American football has a surprisingly long history in the UK and it’s one filled with ups and downs.
This is the golden era for British NFL fans. While fans like me, in our 40s, have fond memories of the rise of the sport in the 1980s, I doubt that any of us would swap.
Back then we had weekly highlights programmes, which evolved slowly into limited live coverage, and the occasional pre-season exhibition game at Wembley. It doesn’t come close to today’s offering. A British fan today can watch four or five live games a week, so long as you have Sky, and go to three or four regular-season games in London every year. And if you pay for a full Game Pass subscription then you can watch any game live and all the others in full later.
The best indication of how far we have come was when fans complained that the league will play just three games in London in 2018, compared to the four in 2017. Even 10 years ago, it wouldn’t have made sense to complain about “only” three games. And 30 years ago the idea of the NFL playing any competitive games in London was unthinkable.
It’s been a longer journey than you might think. In Touchdown: UK, Nick Richards explains that the first recorded American football game in Britain was played in Kent in 1910 between the crews of two visiting US warships. By the 1950s, Britain’s American Air Force bases were competing against each other and their European counterparts in a league that culminated in the USAFE Football Championship final.
Wembley Stadium hosted the final in 1952. The first American football touchdown at Wembley, therefore, was scored by a Lancashire team, the RAF Burtonwood Bullets. (US Air Force bases retained the ‘RAF’ prefix, even though they were not actually Royal Air Force bases.) Despite scoring first, the Bullets lost to the Fursternfeldbrook Eagles, from a US base in Bavaria, Germany.
Richards does a great job of chronicling the rise of the sport through the 1960s and 1970s, often tracking down former servicemen who played for those teams and telling their stories and those of their comrades. Many had been talented college players and a few were on NFL teams.

□ □ □ □ □

Direction 1 :: Update the entries starting at the line containing "Keypoint guideline: for each instance of the crowd" and ending at the last entry, replacing "asphalt road" with "paved road" and leaving everything else unchanged.

□ □ □ □ □

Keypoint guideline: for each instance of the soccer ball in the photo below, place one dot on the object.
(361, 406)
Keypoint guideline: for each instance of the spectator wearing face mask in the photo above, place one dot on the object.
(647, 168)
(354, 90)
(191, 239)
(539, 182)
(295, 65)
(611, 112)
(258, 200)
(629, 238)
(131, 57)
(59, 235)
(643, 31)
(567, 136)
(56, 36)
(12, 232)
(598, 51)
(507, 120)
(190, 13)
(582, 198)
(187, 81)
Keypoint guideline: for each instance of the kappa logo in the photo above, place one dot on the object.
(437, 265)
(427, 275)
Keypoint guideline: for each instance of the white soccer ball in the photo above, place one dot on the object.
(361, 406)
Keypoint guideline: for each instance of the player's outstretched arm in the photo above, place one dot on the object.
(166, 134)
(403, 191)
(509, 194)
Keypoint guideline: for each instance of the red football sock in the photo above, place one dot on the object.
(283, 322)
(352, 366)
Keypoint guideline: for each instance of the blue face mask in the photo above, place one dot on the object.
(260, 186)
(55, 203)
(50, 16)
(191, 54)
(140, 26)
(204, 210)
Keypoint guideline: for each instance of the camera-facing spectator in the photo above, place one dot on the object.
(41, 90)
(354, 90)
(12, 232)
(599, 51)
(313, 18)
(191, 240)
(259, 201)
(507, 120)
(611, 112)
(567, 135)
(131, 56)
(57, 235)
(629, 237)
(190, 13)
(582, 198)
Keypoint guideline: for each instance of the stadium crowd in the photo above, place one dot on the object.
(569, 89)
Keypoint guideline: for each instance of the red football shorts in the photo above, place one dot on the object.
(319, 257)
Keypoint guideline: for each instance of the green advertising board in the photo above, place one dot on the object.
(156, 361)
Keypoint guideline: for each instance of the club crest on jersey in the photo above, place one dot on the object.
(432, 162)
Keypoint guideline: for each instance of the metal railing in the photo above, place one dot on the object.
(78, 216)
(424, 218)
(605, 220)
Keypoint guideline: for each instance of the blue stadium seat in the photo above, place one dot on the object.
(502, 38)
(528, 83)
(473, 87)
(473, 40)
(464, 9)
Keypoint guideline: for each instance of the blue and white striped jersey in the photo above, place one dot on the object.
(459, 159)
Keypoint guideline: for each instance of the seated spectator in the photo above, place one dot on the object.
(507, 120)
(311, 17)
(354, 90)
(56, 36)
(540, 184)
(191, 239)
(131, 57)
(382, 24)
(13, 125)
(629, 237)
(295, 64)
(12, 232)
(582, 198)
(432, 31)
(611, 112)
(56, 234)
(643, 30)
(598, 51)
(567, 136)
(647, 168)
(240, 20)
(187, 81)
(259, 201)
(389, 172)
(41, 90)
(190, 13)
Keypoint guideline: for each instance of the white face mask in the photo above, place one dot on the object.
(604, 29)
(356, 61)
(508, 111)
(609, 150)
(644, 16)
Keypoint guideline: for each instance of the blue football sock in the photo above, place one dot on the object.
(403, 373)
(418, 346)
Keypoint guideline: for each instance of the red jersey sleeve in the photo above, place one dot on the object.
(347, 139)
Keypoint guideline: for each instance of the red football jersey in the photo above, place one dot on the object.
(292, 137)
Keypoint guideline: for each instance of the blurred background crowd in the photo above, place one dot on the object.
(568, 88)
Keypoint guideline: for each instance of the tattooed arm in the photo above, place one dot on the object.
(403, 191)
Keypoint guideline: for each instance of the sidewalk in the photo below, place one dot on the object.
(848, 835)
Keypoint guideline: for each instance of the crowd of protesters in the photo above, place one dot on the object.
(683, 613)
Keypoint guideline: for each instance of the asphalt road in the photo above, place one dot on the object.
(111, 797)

□ □ □ □ □

Direction 2 :: Output the article on the history of American football in Britain in full, word for word.

Full output 1 ::
Keypoint guideline: for each instance of the crowd of protesters in the photo above, place one dot on the object.
(683, 613)
Keypoint guideline: for each instance of the paved road in the photo above, place one dot on the object.
(111, 797)

Full output 2 ::
American football has a surprisingly long history in the UK and it’s one filled with ups and downs.
This is the golden era for British NFL fans. While fans like me, in our 40s, have fond memories of the rise of the sport in the 1980s, I doubt that any of us would swap.
Back then we had weekly highlights programmes, which evolved slowly into limited live coverage, and the occasional pre-season exhibition game at Wembley. It doesn’t come close to today’s offering. A British fan today can watch four or five live games a week, so long as you have Sky, and go to three or four regular-season games in London every year. And if you pay for a full Game Pass subscription then you can watch any game live and all the others in full later.
The best indication of how far we have come was when fans complained that the league will play just three games in London in 2018, compared to the four in 2017. Even 10 years ago, it wouldn’t have made sense to complain about “only” three games. And 30 years ago the idea of the NFL playing any competitive games in London was unthinkable.
It’s been a longer journey than you might think. In Touchdown: UK, Nick Richards explains that the first recorded American football game in Britain was played in Kent in 1910 between the crews of two visiting US warships. By the 1950s, Britain’s American Air Force bases were competing against each other and their European counterparts in a league that culminated in the USAFE Football Championship final.
Wembley Stadium hosted the final in 1952. The first American football touchdown at Wembley, therefore, was scored by a Lancashire team, the RAF Burtonwood Bullets. (US Air Force bases retained the ‘RAF’ prefix, even though they were not actually Royal Air Force bases.) Despite scoring first, the Bullets lost to the Fursternfeldbrook Eagles, from a US base in Bavaria, Germany.
Richards does a great job of chronicling the rise of the sport through the 1960s and 1970s, often tracking down former servicemen who played for those teams and telling their stories and those of their comrades. Many had been talented college players and a few were on NFL teams.